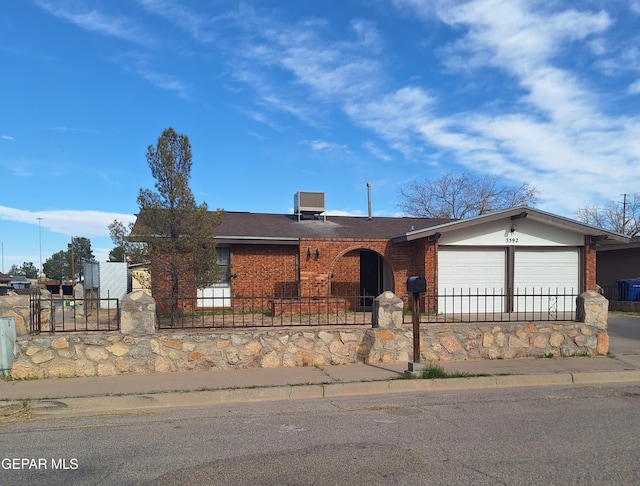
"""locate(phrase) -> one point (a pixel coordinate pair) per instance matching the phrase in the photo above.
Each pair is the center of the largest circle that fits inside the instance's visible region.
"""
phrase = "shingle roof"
(283, 226)
(263, 227)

++++++++

» **Short task**: Print every item above verbatim, leaving out the pictures.

» **Output of the exercise**:
"""locate(phrase) -> one point (a pixel coordinate pair) per instance matching the phrase in the photo above.
Each pair is the center of the largest circle that fits inside the instance's visible region.
"""
phrase = "shingle roof"
(283, 226)
(263, 227)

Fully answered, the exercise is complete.